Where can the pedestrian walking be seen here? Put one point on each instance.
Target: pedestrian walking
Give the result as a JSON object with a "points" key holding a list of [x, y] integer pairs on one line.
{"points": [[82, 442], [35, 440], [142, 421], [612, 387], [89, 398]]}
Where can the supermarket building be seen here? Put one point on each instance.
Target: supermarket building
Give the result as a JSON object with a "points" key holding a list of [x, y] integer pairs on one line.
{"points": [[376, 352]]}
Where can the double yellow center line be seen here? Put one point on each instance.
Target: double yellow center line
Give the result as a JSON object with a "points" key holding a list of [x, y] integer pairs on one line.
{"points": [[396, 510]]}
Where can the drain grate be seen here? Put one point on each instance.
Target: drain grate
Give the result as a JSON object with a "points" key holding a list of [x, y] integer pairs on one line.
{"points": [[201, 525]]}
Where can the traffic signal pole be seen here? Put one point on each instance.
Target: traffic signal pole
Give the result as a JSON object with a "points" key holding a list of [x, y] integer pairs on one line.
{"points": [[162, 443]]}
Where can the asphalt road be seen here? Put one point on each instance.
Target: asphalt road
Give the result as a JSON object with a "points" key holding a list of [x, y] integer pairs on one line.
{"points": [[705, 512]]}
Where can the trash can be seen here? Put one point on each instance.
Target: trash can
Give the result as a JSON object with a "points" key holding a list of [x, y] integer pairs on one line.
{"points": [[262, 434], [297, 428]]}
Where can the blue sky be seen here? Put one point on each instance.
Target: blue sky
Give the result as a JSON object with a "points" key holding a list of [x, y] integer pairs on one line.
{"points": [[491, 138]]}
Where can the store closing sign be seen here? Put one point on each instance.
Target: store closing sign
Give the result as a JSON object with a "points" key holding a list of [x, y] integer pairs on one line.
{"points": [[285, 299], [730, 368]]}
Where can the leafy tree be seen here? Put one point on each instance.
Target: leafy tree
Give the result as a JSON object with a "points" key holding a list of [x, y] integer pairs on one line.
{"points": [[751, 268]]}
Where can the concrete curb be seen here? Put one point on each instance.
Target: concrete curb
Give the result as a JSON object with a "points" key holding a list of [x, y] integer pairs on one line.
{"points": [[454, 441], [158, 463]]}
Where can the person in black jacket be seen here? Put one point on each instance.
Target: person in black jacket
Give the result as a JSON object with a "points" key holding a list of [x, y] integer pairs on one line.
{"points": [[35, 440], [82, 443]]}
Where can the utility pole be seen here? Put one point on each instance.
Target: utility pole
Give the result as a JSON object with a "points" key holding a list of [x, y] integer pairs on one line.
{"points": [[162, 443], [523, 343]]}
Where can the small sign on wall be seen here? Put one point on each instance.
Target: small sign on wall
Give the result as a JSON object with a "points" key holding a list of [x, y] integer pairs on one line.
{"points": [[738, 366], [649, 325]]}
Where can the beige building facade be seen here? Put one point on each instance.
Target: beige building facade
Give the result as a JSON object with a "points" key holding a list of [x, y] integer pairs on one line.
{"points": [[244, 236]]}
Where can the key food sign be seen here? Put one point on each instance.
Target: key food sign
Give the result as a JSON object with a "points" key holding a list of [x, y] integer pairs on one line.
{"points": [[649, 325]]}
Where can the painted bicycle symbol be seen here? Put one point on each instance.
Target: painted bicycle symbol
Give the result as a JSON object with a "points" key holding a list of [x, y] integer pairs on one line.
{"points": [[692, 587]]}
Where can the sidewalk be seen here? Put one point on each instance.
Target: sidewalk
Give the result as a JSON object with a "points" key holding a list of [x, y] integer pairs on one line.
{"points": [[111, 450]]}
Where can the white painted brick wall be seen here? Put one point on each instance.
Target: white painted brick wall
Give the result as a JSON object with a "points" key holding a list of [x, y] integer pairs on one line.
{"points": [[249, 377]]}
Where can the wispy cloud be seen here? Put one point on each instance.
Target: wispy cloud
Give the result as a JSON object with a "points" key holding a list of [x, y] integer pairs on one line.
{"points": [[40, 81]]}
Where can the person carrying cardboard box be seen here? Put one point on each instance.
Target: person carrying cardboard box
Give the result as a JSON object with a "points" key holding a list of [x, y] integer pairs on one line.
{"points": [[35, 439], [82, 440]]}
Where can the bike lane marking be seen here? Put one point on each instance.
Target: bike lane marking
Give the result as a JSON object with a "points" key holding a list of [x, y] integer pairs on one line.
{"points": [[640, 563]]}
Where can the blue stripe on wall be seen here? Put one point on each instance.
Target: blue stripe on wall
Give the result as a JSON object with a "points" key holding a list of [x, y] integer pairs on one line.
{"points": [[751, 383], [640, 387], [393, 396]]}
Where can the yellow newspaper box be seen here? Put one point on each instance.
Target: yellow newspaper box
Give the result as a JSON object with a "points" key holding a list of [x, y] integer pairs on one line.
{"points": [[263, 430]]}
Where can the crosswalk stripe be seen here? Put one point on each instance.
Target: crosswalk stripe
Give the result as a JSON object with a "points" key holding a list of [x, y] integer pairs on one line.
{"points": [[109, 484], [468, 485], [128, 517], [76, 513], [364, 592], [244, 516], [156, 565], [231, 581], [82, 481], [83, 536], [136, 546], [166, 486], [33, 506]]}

• **The request**
Print the complete listing again, exactly as it stands.

• **Written response**
Where can the pedestrian walking be seen here? Put one point on each instance.
Target: pedestrian walking
Give the result as a JSON object with a "points" key holding a list of [x, y] integer pairs on one line.
{"points": [[82, 442], [35, 440], [142, 421], [612, 387], [89, 398]]}
Where can the supermarket building be seen here? Put one point on each instance.
Target: supermarket building
Give the result as a JSON object with a "points" key holding a list of [x, y] integer pairs on one line.
{"points": [[376, 352]]}
Where can the double yellow center line be seen here? Put one point on each instance.
Target: double yellow center line
Give the result as a JSON object with a "points" key holding a list of [x, y] integer pairs on one line.
{"points": [[396, 510]]}
Where can the drain grate be seen here? Put one point on each instance.
Target: drain grate
Give the result as a JSON object with a "points" key holding a list of [x, y] integer pairs on one line.
{"points": [[201, 525]]}
Where can the traffic signal pole be seen here? Put one point on each instance.
Target: traffic signal pole
Give the result as a JSON object with a "points" key holding a list of [x, y] integer pairs on one line.
{"points": [[162, 443]]}
Where can the asphalt road be seen here? Put one point on each instance.
Target: asphalt road
Give the result as a JSON object with a "points" key holding a list of [x, y] integer pairs on one line.
{"points": [[705, 512]]}
Where can the trash can be seen here? Put one point on each instance.
Target: trash can
Give the result as a JSON object with a "points" key holding a list of [x, y] integer pairs on one line.
{"points": [[262, 434], [297, 428]]}
Where can the blue sky be seen here? Put one point on each instance.
Target: blue sky
Give the result as a JSON object with a "points" key holding a list of [x, y] integer pairs on one line.
{"points": [[491, 138]]}
Where can the store closing sign be seen here? Put one point on each instance.
Target: store closing sign
Give the result as a JSON object with a "points" key holding a list of [x, y] integer pairs on one line.
{"points": [[285, 299], [730, 368]]}
Where can the leafy tree be seen here? Put one point on each instance.
Target: leafy tree
Give the result as a JSON object with a "points" key holding a list of [x, y] integer pairs on one line.
{"points": [[751, 268]]}
Where can the concrete curb be seen here? Put one point on each instance.
Target: concrete curb
Give the result as a JSON object with a "points" key holding a list of [x, y] integer pairs on one line.
{"points": [[454, 441], [158, 463]]}
Where can the person in black jacket be seen here? Put one point on each instance.
Target: person in black jacket
Give the result as a JSON object with a "points" key holding a list of [x, y] integer pairs on one line.
{"points": [[35, 440], [82, 443]]}
Where can the utility pole be seen here? Put one point on each instance.
Target: utility pole
Give the result as a JSON object with a "points" key holding a list of [x, y] integer pairs on one line.
{"points": [[162, 443], [523, 343]]}
Where can the small sign on wall be seen here? Put one point on each instance.
Target: small sign on wall
Give the result as a JSON object with a "points" key holding a list of [x, y] integer pairs on one line.
{"points": [[738, 366], [649, 325]]}
Where can the beige building facade be seen here? Put one point on each instance.
Target: beige building facade
Give the result as a JSON object with a "points" key holding a list of [x, y] integer pairs on one line.
{"points": [[244, 236]]}
Where can the key food sign be seen here? Put one point on each instance.
Target: key food sign
Give the result as a JSON object with a "points" key holding a list of [x, y] integer pairs on one line.
{"points": [[649, 325]]}
Where can the painted bicycle symbol be seen here? Put one point on each instance.
Target: painted bicycle symbol
Give the result as a JSON object with a "points" key holding a list of [x, y] integer pairs on one line.
{"points": [[692, 587]]}
Where can the sidewalk be seen here? Put one point on each instance.
Target: sidewalk
Give the result as a JSON object with a "points" key holding a list of [x, y] integer pairs on one line.
{"points": [[111, 450]]}
Where can the white painted brick wall be seen here? Put one point on each instance.
Target: white painted brick wall
Give the result as a JSON object with a "points" key holding a list of [x, y] integer pairs on one line.
{"points": [[249, 377]]}
Where can the wispy cloud be seen here? Put one point on each instance.
Target: wispy cloud
Give the result as a JSON object with a "points" key holding a list of [x, y] integer pairs on one line.
{"points": [[40, 81]]}
Where can the person carrying cardboard box be seen here? Put one point on each instance.
Target: person carrying cardboard box
Give the result as a JSON object with a "points" key holding a list of [x, y] integer pairs on one line.
{"points": [[35, 439], [82, 440]]}
Where can the bike lane marking be seen here? Put one point on each instance.
Target: bike lane marking
Give the result as a JSON object with a "points" key holding a list of [x, y] integer pairs on one line.
{"points": [[640, 563]]}
Where can the blue stripe on wall be seen here? Put one point on each instance.
Target: blue stripe on wall
Give the result as a JSON object with a "points" key holding a list of [x, y] integer pairs on one line.
{"points": [[751, 383], [640, 387], [393, 396]]}
Where can the yellow newspaper box be seen here? Put one point on each instance.
Target: yellow newspaper box
Give the result as a JSON object with a "points" key holding a list of [x, y] integer pairs on one line.
{"points": [[263, 430]]}
Where can the crosswalk stripe be seen here? Put one point on each instance.
Target: crosswalk stripe
Give the result as a JSON object with a "points" key holding a list of [x, y] integer pairs on one line.
{"points": [[109, 484], [468, 485], [128, 517], [76, 513], [364, 592], [244, 516], [156, 565], [231, 581], [82, 481], [83, 536], [136, 546], [166, 486], [33, 506]]}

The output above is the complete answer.